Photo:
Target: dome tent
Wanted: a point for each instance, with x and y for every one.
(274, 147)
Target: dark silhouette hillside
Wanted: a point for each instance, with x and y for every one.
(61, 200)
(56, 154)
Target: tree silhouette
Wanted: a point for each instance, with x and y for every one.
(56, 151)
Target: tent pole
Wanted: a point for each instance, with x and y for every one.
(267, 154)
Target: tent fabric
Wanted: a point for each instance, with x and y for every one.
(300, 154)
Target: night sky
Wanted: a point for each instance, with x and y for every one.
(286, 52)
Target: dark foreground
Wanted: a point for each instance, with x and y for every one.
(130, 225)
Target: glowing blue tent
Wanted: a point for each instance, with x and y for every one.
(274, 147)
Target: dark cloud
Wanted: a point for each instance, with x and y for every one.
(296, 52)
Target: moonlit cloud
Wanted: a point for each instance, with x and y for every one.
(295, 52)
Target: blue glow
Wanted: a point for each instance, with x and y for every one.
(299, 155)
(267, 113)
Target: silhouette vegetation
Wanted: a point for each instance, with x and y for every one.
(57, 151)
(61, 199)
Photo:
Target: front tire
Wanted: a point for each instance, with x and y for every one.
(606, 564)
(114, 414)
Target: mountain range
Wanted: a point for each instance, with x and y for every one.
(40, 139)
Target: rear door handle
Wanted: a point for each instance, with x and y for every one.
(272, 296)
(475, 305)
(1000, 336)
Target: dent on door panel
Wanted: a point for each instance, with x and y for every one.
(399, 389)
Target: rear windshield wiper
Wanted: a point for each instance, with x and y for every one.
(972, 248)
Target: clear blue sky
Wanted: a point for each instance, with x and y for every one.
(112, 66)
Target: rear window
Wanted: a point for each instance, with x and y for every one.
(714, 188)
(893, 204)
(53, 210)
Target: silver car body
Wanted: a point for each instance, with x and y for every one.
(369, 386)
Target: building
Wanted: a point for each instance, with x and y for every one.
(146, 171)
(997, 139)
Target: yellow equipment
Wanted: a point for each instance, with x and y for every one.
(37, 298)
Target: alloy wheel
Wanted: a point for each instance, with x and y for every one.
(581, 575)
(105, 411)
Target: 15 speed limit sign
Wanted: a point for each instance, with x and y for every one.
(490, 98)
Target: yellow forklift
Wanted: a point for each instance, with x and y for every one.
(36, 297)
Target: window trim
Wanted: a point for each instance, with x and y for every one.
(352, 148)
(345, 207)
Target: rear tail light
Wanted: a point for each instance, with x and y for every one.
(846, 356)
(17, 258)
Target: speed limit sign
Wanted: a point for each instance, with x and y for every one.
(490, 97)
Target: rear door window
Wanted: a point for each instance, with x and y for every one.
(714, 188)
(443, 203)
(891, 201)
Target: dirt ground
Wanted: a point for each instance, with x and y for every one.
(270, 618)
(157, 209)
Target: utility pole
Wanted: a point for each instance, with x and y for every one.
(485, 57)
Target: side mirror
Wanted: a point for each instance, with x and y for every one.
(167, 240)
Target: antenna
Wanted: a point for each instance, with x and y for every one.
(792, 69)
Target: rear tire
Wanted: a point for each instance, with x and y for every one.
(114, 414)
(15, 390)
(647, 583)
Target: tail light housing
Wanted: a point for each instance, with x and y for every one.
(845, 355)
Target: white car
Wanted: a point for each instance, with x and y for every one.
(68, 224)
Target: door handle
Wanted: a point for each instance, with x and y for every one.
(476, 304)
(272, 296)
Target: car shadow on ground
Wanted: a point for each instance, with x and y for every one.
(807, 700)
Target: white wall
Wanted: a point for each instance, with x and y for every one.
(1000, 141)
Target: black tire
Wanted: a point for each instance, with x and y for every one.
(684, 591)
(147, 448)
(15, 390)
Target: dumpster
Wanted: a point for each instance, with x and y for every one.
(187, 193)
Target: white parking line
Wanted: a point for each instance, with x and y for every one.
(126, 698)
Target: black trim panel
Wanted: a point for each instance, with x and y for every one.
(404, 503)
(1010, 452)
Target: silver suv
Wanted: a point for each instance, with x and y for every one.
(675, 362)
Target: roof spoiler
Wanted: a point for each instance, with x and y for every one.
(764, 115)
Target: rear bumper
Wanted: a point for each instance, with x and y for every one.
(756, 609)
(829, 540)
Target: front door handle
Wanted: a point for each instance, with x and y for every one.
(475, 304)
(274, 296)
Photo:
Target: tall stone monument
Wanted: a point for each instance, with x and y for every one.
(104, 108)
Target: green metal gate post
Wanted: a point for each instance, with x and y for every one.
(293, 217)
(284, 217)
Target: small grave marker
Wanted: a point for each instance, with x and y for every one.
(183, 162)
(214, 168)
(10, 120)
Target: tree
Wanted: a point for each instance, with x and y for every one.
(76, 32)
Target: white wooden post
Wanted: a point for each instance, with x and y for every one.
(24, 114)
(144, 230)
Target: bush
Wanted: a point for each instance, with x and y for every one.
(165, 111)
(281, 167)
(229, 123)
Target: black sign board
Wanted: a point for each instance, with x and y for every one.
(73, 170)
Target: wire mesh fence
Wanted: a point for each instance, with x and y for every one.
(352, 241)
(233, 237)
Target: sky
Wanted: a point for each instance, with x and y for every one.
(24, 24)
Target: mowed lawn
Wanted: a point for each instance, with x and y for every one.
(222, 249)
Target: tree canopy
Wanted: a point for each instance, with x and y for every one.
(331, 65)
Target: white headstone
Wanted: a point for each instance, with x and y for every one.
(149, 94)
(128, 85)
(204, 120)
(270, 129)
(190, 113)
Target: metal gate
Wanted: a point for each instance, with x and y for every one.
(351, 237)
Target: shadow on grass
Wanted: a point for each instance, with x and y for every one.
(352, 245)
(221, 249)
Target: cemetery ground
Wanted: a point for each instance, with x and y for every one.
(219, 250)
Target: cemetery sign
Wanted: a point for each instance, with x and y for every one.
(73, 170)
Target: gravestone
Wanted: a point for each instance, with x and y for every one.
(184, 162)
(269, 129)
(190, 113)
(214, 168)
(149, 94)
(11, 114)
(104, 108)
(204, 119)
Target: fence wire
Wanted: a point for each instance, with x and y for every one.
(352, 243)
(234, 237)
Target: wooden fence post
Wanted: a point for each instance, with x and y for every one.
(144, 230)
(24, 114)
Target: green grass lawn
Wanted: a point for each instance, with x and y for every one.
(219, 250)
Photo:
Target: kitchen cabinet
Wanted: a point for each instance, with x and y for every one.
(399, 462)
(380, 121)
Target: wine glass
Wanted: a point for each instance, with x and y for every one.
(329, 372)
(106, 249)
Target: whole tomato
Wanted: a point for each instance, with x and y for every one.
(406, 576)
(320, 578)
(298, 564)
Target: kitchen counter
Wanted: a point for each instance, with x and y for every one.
━━━━
SET PROBLEM → Rewrite all of the data above, changing every "Target" to "Object" and leaving everything else unchanged.

TASK RESPONSE →
Photo:
Object: dome tent
Wanted: a point for each instance, with x and y for every one.
(274, 147)
Object: dark silhouette hillside
Wanted: a point for each instance, with x and y for every one.
(61, 200)
(56, 154)
Object: tree silhouette
Wanted: a point for each instance, with x and y for every one.
(56, 151)
Object: tent pole
Wanted: a point for each instance, with x and y for every one.
(267, 154)
Object: tent fabric
Wanted: a point for each instance, with x and y for every one.
(300, 154)
Object: night sky
Wanted: a point for each instance, with x and y for every one.
(286, 52)
Object: dark foreground
Wanted: a point for each instance, with x and y for every one.
(130, 225)
Object: glowing blue tent
Wanted: a point for each instance, with x and y for every one.
(274, 147)
Object: dark cloud
Wanted: a point for each instance, with x and y for every one.
(296, 52)
Object: moonlit cloud
Wanted: a point for each instance, with x and y for every one.
(295, 52)
Object: blue glow
Wanted: a point for each instance, with x and y for every one.
(299, 155)
(267, 113)
Object: silhouette vegetation
Wanted: a point for each instance, with x and y for every one.
(57, 151)
(61, 199)
Photo:
Object: front tire
Wanted: a point for each instance, with x and y for every one.
(606, 564)
(114, 414)
Object: mountain range
Wanted: a point for each instance, with x and y for every one.
(40, 139)
Object: rear door handle
Wanted: a point for each instance, with x and y for every one.
(272, 296)
(475, 305)
(1000, 336)
Object: dent on door panel
Wanted: a point for each instance, with x and y for every one.
(399, 389)
Object: rear windshield wiper
Wanted: a point for each instance, with x and y for every one.
(972, 248)
Object: clear blue sky
Wanted: a point for each instance, with x and y for every one.
(112, 66)
Object: rear window
Wanted: a point for each instance, with x and y for every one.
(714, 188)
(893, 204)
(53, 210)
Object: silver car body
Wanted: a point for each instance, with x and y for every one.
(369, 386)
Object: building
Wanted: a point for each instance, with x and y for every one.
(146, 171)
(997, 139)
Object: yellow equipment
Wanted: a point for each instance, with x and y for every one.
(37, 298)
Object: alloy wheel
Wanted: a point for each instance, with x and y for every one.
(581, 575)
(105, 411)
Object: 15 speed limit sign
Wanted: a point for each instance, with x and y for every one.
(490, 98)
Object: yellow forklift
Wanted: a point for each instance, with x and y for every one.
(36, 297)
Object: window trim
Wanted: a point for each instance, with x and y for every one.
(352, 148)
(345, 207)
Object: rear tail light
Wanted: a point for each instance, with x and y for every one.
(846, 356)
(17, 258)
Object: speed limit sign
Wanted: a point for each instance, with x and y for every one.
(490, 97)
Object: rear door window
Wanted: a point for each instance, with x and y for every one.
(714, 188)
(443, 203)
(891, 201)
Object: dirt ground
Wanted: a point for each instance, with x and y for every one.
(270, 618)
(157, 209)
Object: utility pole
Wanted: a point for each instance, with x and y for every one.
(485, 57)
Object: side mirror
Wanted: a point for each instance, with x and y for every one.
(167, 240)
Object: antenna
Wanted: a point for each instance, with x and y for every one.
(792, 69)
Object: rear tire
Wanted: a point for each instance, with x and y for every one.
(114, 414)
(15, 390)
(647, 583)
Object: tail light housing
Wanted: a point for each instance, with x and y for every one.
(845, 355)
Object: white car
Wanted: a point for each instance, with x and y for every one.
(68, 224)
Object: door handle
Wanted: a point for each instance, with x and y for every one.
(476, 304)
(272, 296)
Object: car shadow on ground
Wanted: a point for each instance, with x and y for every one.
(807, 700)
Object: white wall
Wanted: a point for each instance, with x and y for every one.
(1000, 141)
Object: black tire
Wanted: a point for each instance, with x and y for every one.
(684, 591)
(147, 448)
(15, 390)
Object: dumpster
Wanted: a point for each instance, with x and y for every one.
(187, 193)
Object: white parking line
Wanted: a point for each instance, with x and y for every one.
(126, 698)
Object: black trim panel
Wanted: a point for each instance, with x and y for every one.
(404, 503)
(1010, 452)
Object: silver suv
Wanted: a point for each instance, with x and y for every one.
(675, 362)
Object: roof spoiler
Wanted: a point for each instance, with x and y for every one.
(764, 115)
Object: rear bumper
Wanted: a point for each instance, with x and y for every one.
(756, 609)
(829, 540)
Object: front door handle
Wanted: a point for each instance, with x and y for every one.
(475, 304)
(274, 296)
Photo:
Object: tall stone monument
Wanted: a point for each instance, with x and y for every one.
(104, 108)
Object: green metal gate post
Wanted: a point for each instance, with x and y for every one.
(293, 217)
(284, 217)
Object: small grave marker
Wanted: a point for each instance, with x and y for every one.
(183, 162)
(214, 168)
(10, 120)
Object: tree
Wanted: a point for each instance, with x and y for every one.
(76, 32)
Object: white wooden post
Wanted: a point for each instance, with x and y for every one.
(24, 114)
(144, 230)
Object: bush
Wanted: a point for each instance, with x and y for every one.
(165, 111)
(281, 167)
(229, 123)
Object: black sign board
Wanted: a point for each instance, with x and y for every one.
(73, 170)
Object: wire mesh fence
Wanted: a point for each instance, with x and y for every one.
(352, 241)
(233, 237)
Object: sky
Wanted: a point for each instance, with x and y for every one.
(24, 24)
Object: mowed lawn
Wanted: a point for each instance, with x and y for every one.
(222, 249)
Object: tree canopy
Wanted: a point for each instance, with x and y for every one.
(331, 65)
Object: white headstone
Wanted: a point for each instance, with x and y for every one.
(149, 94)
(128, 85)
(204, 120)
(270, 129)
(190, 113)
Object: metal gate
Wanted: a point for each instance, with x and y for every one.
(351, 237)
Object: shadow on grass
Wanted: a point for each instance, with x and y for every one.
(352, 245)
(221, 249)
Object: cemetery ground
Wanted: a point for each instance, with x and y for every one.
(219, 250)
Object: cemetery sign
Wanted: a point for each instance, with x and y for every one.
(73, 170)
Object: gravestone
Wanted: a point for each instance, with x and y for every one.
(184, 162)
(269, 129)
(190, 113)
(214, 168)
(149, 94)
(11, 114)
(104, 108)
(204, 119)
Object: fence wire
Wanted: a point for each instance, with x and y for every one.
(352, 243)
(234, 237)
Object: wooden fence post
Wanted: a point for each instance, with x and y for every one.
(144, 230)
(24, 114)
Object: green grass lawn
Wanted: a point for each instance, with x and y for every one.
(219, 250)
Photo:
Object: kitchen cabinet
Wanted: a point for each instance, with x and y for every one.
(399, 462)
(380, 121)
Object: wine glass
Wanted: a point for each instance, with x and y for every one.
(329, 372)
(106, 249)
Object: whole tomato
Wanted: a point for each instance, with x and y for every one.
(406, 576)
(320, 578)
(298, 564)
Object: kitchen counter
Wanted: a point for each instance, with x and y for every one.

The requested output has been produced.